>> Start Data for processing

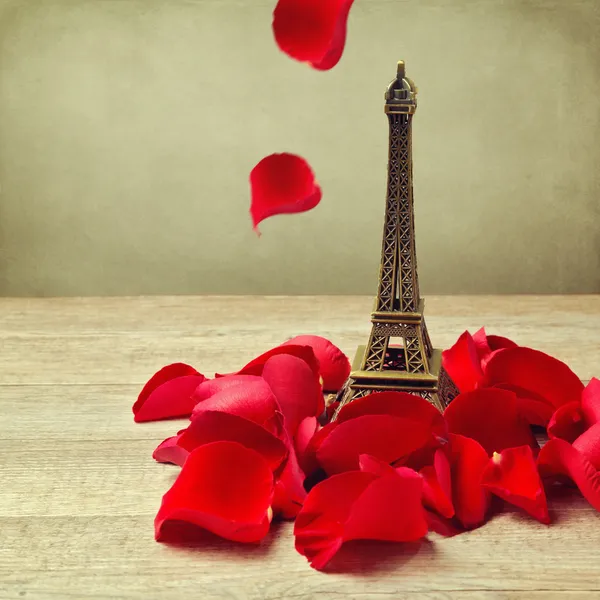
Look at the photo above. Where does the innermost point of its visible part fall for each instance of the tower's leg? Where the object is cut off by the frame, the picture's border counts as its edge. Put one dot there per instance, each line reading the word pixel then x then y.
pixel 376 351
pixel 416 356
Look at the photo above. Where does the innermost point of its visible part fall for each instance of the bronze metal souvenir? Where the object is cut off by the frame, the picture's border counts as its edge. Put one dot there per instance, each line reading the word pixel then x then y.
pixel 412 365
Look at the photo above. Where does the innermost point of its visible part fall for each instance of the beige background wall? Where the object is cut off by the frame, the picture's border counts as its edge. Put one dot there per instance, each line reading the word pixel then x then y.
pixel 128 129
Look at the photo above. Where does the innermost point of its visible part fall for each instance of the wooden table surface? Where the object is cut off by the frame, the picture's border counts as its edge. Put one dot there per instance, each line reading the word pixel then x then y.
pixel 79 488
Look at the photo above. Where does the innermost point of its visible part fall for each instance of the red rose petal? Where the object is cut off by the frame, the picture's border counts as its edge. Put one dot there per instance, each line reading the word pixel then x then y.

>> End Data for processing

→ **Exercise goal**:
Can you give all of the listing above as a numbered list, with blank lines and the pictures left out?

→ **Full response**:
1. Look at the photo above. Where does the innermost point of its visible part fall for each instance of the tower's leg? Where the object is cut off by the frame, the picture's border counts as its edge. Put one dot there per instance, each line reading the word pixel then x then y.
2. pixel 376 351
3. pixel 416 356
4. Look at the photo above. Where does the innermost point of its visible part fall for each instance of the bronze metal souvenir? Where the object is cut off by the frame, the picture's border counts as its edge. Put one dot there per instance, each line reading the word pixel then x then y.
5. pixel 412 365
6. Look at the photo above. Where does the innermost point of its visible part fall for each instance of the beige background wall? Where the object is cut off by the frame, the picture's border counts as its edge. Put one dot there per instance, each line reading the word pixel then x then y.
7. pixel 128 129
8. Look at the photo above. Where does the innermost point of its visible part fall for each instance of the wooden table surface? Where the object is cut off by the frame, the picture's border counts as its edge. Put one dot there per instance, each line reading the word pixel then x then y.
9. pixel 79 488
10. Look at the photo above. Where does the innermost point of its visible part fall for each instance of the red rose petal? Where the object is cut off by the frame, the picture's border counts as its edge. Put one dot there per instance, each line reading the word pixel then x then y.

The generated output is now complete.